▶ [Data entries]

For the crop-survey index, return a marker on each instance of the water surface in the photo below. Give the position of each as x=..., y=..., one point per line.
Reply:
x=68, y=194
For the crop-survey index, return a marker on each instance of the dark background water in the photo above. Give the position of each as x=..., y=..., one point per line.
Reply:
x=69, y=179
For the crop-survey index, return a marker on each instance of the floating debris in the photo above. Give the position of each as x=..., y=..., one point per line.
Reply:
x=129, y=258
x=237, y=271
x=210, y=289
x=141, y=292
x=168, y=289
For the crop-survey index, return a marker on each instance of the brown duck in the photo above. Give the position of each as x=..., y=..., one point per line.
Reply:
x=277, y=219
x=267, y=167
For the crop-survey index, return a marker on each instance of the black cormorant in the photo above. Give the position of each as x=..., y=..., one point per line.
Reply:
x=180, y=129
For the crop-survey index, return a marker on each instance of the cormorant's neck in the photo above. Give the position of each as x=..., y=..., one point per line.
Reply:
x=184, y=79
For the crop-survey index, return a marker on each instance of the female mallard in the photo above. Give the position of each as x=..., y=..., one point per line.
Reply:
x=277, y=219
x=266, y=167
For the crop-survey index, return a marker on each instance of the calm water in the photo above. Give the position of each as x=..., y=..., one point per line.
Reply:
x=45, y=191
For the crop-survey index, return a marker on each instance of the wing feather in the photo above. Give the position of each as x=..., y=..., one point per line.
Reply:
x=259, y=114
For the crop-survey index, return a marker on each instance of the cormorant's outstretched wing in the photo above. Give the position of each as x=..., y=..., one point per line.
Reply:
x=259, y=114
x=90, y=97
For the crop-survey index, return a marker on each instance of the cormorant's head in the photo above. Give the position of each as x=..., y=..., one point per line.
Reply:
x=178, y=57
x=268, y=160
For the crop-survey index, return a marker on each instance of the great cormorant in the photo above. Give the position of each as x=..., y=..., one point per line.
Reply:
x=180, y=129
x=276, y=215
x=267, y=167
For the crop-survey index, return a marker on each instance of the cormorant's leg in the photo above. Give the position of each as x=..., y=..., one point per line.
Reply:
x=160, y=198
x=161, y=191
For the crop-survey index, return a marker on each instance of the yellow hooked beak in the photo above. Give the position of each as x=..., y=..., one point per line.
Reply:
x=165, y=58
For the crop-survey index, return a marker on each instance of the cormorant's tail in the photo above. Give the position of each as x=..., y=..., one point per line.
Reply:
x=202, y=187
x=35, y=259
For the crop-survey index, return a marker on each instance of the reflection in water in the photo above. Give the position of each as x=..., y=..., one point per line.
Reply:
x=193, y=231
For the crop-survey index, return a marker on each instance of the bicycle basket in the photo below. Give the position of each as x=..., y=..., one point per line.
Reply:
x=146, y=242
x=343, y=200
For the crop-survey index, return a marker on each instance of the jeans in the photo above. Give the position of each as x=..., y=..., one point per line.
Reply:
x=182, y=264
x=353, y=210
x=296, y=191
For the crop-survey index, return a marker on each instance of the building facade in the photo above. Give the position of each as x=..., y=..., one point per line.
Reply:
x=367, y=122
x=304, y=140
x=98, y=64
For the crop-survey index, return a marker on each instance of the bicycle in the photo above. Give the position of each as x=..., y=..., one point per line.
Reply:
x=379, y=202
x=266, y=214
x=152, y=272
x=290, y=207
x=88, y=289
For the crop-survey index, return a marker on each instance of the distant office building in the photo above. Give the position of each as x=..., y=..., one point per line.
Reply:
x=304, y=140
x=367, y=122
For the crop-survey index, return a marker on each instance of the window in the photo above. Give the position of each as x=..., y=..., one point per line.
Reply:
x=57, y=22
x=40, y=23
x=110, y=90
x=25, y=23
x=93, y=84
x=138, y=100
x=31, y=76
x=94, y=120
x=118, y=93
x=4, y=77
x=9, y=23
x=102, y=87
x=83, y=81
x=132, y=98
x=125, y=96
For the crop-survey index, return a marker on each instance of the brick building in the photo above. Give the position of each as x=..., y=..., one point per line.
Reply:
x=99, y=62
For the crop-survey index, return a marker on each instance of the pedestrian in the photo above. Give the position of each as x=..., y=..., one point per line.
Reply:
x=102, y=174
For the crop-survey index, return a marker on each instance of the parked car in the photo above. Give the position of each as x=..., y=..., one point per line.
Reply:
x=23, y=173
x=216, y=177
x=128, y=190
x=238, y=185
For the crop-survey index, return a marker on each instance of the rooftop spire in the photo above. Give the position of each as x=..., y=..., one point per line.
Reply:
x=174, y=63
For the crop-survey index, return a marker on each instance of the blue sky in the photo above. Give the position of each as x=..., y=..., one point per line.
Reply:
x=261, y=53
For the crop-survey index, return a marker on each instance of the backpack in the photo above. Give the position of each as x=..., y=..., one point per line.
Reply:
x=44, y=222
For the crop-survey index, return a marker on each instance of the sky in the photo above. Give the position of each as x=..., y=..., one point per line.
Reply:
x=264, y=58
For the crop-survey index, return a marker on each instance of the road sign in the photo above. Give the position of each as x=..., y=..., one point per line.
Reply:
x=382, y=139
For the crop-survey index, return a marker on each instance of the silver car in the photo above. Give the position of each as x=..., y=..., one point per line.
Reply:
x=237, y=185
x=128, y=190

---

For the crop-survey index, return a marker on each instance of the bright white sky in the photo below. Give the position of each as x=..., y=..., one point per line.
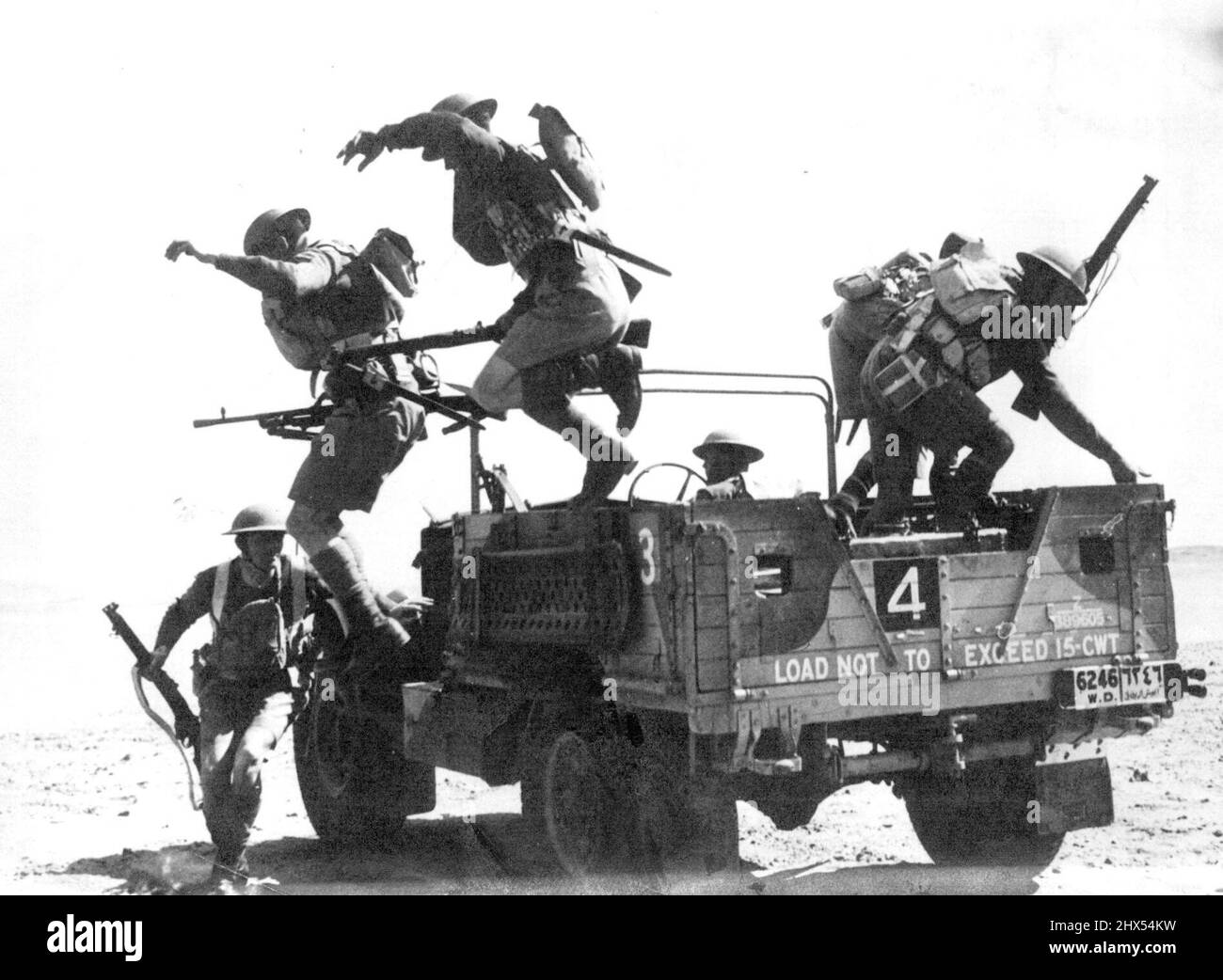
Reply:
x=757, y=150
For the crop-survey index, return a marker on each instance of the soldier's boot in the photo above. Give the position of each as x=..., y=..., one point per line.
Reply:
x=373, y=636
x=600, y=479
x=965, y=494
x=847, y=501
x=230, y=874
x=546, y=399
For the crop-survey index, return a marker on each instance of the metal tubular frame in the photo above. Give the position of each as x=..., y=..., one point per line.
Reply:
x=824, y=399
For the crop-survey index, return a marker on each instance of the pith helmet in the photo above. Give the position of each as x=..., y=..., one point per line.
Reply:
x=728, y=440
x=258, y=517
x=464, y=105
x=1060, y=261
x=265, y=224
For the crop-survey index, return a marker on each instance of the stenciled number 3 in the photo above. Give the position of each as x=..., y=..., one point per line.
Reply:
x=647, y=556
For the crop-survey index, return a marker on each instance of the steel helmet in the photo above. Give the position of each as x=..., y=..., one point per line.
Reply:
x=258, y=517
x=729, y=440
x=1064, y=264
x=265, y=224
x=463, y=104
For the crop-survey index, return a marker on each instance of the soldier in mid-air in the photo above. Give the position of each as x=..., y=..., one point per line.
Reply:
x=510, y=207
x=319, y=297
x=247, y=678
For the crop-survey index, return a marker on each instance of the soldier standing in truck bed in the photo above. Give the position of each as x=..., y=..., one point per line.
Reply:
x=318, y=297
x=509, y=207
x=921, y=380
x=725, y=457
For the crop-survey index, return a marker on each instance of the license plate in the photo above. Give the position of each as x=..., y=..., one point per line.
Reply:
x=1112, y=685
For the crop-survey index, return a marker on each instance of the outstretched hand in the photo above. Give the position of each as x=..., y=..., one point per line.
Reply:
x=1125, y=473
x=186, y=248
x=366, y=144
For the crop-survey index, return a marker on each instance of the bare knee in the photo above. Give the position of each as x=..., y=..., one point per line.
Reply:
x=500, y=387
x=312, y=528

--

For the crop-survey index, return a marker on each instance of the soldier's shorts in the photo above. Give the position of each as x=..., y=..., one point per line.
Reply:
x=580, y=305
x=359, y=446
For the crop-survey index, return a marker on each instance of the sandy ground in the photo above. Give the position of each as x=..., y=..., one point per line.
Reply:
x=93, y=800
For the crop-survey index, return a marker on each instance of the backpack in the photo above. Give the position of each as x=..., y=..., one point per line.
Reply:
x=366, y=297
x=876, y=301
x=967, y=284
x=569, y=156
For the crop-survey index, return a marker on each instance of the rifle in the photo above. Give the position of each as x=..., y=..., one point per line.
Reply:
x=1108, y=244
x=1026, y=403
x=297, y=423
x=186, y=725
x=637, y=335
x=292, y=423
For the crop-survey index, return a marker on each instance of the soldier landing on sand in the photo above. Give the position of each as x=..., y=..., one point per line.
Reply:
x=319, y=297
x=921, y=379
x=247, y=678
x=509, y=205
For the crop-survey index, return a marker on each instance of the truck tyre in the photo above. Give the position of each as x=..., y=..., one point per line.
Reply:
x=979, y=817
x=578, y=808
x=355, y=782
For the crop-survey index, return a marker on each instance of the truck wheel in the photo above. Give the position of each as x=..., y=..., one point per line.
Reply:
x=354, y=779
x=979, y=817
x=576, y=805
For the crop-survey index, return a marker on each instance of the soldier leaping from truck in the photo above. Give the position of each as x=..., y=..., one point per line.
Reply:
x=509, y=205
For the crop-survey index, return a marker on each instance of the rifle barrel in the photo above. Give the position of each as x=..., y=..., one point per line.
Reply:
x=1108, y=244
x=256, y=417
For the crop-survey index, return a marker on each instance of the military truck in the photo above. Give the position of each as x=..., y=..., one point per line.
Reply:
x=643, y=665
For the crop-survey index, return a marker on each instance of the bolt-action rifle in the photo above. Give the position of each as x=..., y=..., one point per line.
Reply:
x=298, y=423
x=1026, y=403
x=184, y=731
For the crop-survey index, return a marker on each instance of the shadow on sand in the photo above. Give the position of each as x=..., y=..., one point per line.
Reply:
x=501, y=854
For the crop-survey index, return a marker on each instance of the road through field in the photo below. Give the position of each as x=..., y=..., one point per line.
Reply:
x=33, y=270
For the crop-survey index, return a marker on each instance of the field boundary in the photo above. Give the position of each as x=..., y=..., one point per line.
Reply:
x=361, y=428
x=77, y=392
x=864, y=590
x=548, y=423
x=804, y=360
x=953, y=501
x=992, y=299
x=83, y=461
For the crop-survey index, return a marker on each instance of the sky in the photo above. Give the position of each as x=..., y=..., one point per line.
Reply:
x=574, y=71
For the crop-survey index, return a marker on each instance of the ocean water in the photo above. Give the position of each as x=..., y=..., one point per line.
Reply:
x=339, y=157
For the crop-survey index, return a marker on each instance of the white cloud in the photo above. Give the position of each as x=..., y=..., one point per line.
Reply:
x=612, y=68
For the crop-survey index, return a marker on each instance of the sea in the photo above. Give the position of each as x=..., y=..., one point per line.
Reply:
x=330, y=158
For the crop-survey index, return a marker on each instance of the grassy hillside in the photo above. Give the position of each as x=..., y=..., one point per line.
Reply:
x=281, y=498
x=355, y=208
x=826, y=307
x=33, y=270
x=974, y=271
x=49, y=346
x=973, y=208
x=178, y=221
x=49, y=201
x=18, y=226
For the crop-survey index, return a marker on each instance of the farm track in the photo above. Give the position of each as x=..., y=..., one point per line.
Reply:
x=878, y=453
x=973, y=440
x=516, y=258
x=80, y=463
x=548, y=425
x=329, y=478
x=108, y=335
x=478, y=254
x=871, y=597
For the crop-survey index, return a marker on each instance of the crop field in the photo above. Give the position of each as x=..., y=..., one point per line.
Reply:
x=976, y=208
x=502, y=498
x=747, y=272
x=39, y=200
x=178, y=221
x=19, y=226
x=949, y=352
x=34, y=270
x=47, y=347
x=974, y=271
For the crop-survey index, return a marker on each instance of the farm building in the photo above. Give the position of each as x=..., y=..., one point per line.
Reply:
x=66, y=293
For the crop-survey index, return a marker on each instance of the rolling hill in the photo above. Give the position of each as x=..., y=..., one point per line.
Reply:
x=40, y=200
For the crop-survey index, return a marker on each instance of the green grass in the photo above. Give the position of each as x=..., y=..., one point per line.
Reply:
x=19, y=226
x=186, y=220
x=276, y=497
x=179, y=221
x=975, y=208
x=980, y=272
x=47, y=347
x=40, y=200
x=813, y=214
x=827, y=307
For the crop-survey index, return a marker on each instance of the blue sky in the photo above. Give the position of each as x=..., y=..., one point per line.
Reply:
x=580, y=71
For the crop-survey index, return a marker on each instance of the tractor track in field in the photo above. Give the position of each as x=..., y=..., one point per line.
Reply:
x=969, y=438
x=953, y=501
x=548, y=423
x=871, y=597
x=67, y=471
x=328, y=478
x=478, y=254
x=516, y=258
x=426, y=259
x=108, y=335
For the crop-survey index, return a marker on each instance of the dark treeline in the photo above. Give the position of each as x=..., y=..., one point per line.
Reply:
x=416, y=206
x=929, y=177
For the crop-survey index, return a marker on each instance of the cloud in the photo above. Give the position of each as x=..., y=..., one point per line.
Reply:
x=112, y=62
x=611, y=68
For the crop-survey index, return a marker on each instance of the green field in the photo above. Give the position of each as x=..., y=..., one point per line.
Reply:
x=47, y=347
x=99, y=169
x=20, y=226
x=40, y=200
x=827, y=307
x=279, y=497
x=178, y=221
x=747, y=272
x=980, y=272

▶ [EXERCISE] Print the lines above exactly as they appear, starting with the line that contains "the soldier's boot" and ending with the line that contains "x=824, y=399", with both of those lines included.

▶ [OUTPUT]
For the crop-survey index, return a marker on each instance of the soldier's boot in the photo above. Give the position of each as x=..., y=..., one point per line.
Reply:
x=373, y=636
x=600, y=479
x=965, y=494
x=847, y=501
x=230, y=874
x=546, y=399
For the crop-survey index, return a marker on each instance of the metal tubular frame in the photo above. Give the position of each as x=..., y=..., one point per line.
Reply:
x=824, y=399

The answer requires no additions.